COMPITO 1: Ricopia il brano del testo sull'epidemia a Crema che va da "L’epidemia pare stia" a "restano chiusi dentro.", estremi inclusi.
COMPITO 2: Riassumi in due frasi il testo sull'epidemia a Crema.

L’epidemia pare stia rallentando. Il virus è subdolo e sembra non aspetti altro che si abbassi la guardia. Fosse anche solo per pochi istanti. In città il bollettino quotidiano è impietoso. Nelle case, negli ospedali, negli istituti di ricovero. Telefonate e messaggi si susseguono senza sosta per annunciare che ancora qualcuno ‘ci ha lasciato...’. Prima c’era il tempo (diciamo così…) per metabolizzare: si andava ‘a far visita’, c’era ‘l’ultimo saluto’. Ci si stringeva uno all’altra, si ricordavano i momenti felici trascorsi insieme, si superava il freddo col calore umano. Oggi non ci è concesso e il dolore, la perdita, restano chiusi dentro.
La nostra Spoon River
“Anche la nostra Rsa in via Zurla – ha commentato il sindaco di Crema il 31 marzo, giorno di commemorazione delle vittime - ha pagato il suo triste tributo con oltre 60 vittime e poco importa sapere che purtroppo quel 33% di deceduti sul totale degli ospiti è nella media delle strutture lombarde. Vero che non si era preparati e nessuno immaginava un virus così pervasivo e anche che la vita di Comunità nelle Rsa avviene necessariamente in spazi così densamente popolati, che fermare il virus in quei contesti è come svuotare un lago con un secchiello. Ma questo non consola né lenisce le perdite”. Al quotidiano bollettino televisivo, tanto surreale quanto asettico, dei referenti regionali e nazionali si contrappone quanto scritto dall’assessore alla Cultura, Emanuela Nichetti: “Persone, non numeri. Come in un'antologia di Spoon River, raccontare la loro vita rende tutto ancor più triste, perché dà la misura dei talenti e della ricchezza che stiamo perdendo, ma è loro dovuto”.

VOCI FORNITE:
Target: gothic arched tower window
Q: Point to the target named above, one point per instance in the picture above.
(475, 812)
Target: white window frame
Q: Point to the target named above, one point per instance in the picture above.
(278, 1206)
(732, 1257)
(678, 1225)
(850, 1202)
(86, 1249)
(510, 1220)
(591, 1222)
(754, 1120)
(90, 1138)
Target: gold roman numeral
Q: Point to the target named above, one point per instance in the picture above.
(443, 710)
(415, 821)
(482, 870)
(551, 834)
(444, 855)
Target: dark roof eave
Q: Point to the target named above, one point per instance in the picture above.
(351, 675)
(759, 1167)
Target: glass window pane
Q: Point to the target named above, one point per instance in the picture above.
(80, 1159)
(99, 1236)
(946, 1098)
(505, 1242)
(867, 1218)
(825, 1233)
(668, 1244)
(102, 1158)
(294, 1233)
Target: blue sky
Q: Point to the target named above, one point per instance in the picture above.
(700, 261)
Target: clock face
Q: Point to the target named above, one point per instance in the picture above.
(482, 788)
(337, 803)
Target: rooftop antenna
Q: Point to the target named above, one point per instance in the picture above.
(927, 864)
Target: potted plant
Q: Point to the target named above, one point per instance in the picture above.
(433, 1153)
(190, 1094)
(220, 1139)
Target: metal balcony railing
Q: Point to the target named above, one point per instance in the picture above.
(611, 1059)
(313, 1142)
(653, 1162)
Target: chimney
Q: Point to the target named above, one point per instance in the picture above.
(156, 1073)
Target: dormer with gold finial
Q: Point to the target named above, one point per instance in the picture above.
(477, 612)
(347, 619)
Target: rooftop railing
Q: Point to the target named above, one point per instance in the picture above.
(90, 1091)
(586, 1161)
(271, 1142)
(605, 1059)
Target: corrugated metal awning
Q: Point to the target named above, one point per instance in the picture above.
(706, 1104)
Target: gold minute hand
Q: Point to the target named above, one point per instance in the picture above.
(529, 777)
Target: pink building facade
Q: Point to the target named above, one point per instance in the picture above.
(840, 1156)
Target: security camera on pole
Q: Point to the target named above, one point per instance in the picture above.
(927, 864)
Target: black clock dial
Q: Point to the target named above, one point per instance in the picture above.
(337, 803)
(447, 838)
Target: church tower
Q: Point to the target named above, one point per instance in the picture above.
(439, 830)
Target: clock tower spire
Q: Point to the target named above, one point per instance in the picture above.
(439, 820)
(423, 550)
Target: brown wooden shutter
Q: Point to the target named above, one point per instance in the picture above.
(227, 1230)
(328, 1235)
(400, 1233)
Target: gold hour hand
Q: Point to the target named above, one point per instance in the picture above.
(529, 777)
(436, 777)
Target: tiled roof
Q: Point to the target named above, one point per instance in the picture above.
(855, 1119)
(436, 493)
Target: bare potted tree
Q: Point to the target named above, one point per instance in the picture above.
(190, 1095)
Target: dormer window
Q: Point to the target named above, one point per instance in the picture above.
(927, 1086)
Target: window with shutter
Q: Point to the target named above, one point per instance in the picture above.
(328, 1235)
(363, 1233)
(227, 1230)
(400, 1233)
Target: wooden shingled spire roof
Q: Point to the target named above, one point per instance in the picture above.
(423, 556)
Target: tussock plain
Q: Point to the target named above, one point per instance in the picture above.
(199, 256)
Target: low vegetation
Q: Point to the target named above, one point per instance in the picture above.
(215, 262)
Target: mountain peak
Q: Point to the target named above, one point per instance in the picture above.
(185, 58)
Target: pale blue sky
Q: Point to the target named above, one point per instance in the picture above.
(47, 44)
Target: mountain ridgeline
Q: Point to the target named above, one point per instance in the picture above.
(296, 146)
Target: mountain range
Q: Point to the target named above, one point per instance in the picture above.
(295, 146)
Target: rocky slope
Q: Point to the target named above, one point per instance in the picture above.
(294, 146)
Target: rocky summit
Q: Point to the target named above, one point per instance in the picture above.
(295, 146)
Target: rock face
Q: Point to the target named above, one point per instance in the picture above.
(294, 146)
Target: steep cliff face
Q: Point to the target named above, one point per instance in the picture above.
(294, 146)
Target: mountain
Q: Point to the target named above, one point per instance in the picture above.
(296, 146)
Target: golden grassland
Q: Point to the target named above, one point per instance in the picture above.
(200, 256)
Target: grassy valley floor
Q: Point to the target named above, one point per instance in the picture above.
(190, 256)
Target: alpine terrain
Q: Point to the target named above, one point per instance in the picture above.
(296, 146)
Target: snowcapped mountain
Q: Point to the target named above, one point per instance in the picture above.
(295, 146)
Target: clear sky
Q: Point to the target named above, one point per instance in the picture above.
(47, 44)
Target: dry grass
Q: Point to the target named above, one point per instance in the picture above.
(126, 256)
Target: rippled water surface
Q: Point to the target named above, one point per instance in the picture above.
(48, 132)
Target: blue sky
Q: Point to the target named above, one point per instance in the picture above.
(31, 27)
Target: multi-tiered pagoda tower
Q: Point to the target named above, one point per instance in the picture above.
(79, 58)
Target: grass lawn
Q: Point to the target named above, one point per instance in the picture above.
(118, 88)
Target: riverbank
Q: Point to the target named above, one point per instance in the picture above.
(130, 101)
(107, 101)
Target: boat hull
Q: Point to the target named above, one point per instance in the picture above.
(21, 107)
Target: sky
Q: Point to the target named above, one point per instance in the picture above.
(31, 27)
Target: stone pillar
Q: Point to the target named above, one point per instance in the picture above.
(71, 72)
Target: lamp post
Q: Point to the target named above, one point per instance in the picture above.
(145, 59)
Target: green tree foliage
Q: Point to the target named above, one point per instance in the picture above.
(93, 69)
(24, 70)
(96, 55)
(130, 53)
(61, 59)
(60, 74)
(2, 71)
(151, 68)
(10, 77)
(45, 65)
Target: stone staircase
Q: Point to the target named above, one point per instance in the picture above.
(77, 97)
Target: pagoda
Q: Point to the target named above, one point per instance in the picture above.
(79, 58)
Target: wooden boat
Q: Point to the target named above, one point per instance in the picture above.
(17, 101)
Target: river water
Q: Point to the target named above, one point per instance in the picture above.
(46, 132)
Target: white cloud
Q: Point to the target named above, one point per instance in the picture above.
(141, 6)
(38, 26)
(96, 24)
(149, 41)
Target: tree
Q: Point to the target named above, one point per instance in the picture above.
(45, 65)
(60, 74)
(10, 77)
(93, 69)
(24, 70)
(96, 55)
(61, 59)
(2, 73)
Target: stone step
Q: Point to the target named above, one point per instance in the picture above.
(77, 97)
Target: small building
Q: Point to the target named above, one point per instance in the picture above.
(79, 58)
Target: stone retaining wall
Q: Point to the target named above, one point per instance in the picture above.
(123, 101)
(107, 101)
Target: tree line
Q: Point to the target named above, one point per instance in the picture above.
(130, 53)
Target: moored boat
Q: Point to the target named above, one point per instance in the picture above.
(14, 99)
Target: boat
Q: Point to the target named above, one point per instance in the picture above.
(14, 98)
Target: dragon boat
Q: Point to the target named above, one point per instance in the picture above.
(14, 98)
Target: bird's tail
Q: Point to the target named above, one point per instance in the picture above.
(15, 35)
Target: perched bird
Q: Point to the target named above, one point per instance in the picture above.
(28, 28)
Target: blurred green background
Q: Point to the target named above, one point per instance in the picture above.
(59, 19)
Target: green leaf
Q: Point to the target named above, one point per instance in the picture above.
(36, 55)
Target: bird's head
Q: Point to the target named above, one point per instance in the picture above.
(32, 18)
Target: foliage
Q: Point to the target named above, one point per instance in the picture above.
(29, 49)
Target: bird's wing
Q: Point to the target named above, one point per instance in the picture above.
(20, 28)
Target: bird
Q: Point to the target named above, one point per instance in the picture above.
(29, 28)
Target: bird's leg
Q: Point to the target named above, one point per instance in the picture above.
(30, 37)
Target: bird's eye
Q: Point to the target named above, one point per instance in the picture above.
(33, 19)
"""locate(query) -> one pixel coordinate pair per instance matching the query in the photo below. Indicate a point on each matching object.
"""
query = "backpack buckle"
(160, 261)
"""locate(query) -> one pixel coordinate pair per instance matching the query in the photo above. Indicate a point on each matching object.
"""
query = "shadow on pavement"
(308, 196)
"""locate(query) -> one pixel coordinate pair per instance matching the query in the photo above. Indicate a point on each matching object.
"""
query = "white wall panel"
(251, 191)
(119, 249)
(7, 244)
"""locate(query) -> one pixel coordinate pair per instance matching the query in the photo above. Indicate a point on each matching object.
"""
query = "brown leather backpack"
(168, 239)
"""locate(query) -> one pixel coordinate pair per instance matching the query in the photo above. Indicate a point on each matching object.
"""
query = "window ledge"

RISPOSTA SCRITTA 1:
L’epidemia pare stia rallentando. Il virus è subdolo e sembra non aspetti altro che si abbassi la guardia. Fosse anche solo per pochi istanti. In città il bollettino quotidiano è impietoso. Nelle case, negli ospedali, negli istituti di ricovero. Telefonate e messaggi si susseguono senza sosta per annunciare che ancora qualcuno ‘ci ha lasciato...’. Prima c’era il tempo (diciamo così…) per metabolizzare: si andava ‘a far visita’, c’era ‘l’ultimo saluto’. Ci si stringeva uno all’altra, si ricordavano i momenti felici trascorsi insieme, si superava il freddo col calore umano. Oggi non ci è concesso e il dolore, la perdita, restano chiusi dentro.

RISPOSTA SCRITTA 2: L'epidemia sembra rallentare, ma le notizie di morti continuano ogni giorno e oggi, senza l'ultimo saluto di un tempo, il dolore per la perdita resta chiuso dentro. Il 31 marzo il sindaco di Crema ha ricordato le oltre 60 vittime della Rsa di via Zurla, mentre l'assessore alla Cultura Emanuela Nichetti ha scritto che si tratta di persone, non di numeri, e che raccontarne la vita, come in un'antologia di Spoon River, è loro dovuto.